» **Problem details**
If a line in the data has the string "door", please show it.

==== Supplied data

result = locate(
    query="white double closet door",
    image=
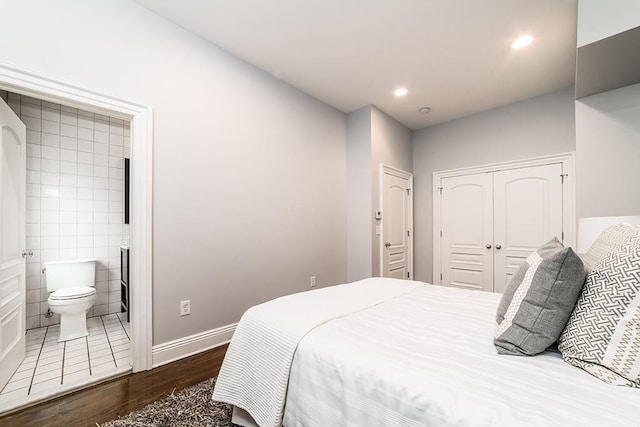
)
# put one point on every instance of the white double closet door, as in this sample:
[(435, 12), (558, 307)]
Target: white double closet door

========
==== Supplied data

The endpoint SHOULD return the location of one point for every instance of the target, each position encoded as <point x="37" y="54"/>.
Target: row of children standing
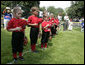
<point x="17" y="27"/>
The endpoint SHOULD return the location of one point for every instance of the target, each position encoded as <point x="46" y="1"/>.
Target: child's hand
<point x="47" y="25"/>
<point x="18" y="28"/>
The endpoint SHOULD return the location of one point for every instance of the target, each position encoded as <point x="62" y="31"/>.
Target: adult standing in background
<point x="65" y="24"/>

========
==== Supplied data

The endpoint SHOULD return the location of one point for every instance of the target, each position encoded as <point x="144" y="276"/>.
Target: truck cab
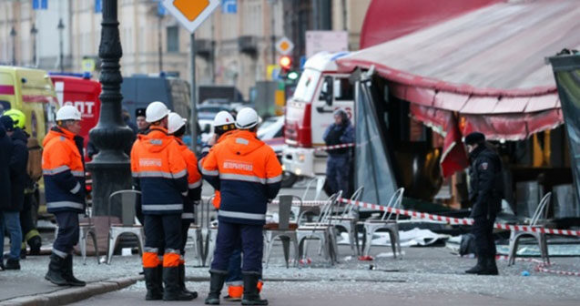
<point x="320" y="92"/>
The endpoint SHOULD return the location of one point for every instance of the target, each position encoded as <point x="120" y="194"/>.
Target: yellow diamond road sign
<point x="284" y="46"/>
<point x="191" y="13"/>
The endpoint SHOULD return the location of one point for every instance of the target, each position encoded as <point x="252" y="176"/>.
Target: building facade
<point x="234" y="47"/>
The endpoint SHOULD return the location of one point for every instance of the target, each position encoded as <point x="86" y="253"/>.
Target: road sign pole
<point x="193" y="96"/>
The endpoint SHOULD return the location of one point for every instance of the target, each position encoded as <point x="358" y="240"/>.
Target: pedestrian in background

========

» **Answer to the problem**
    query="white double closet door",
# put one point on every instance of the white double closet door, as in this sample:
Target: white double closet door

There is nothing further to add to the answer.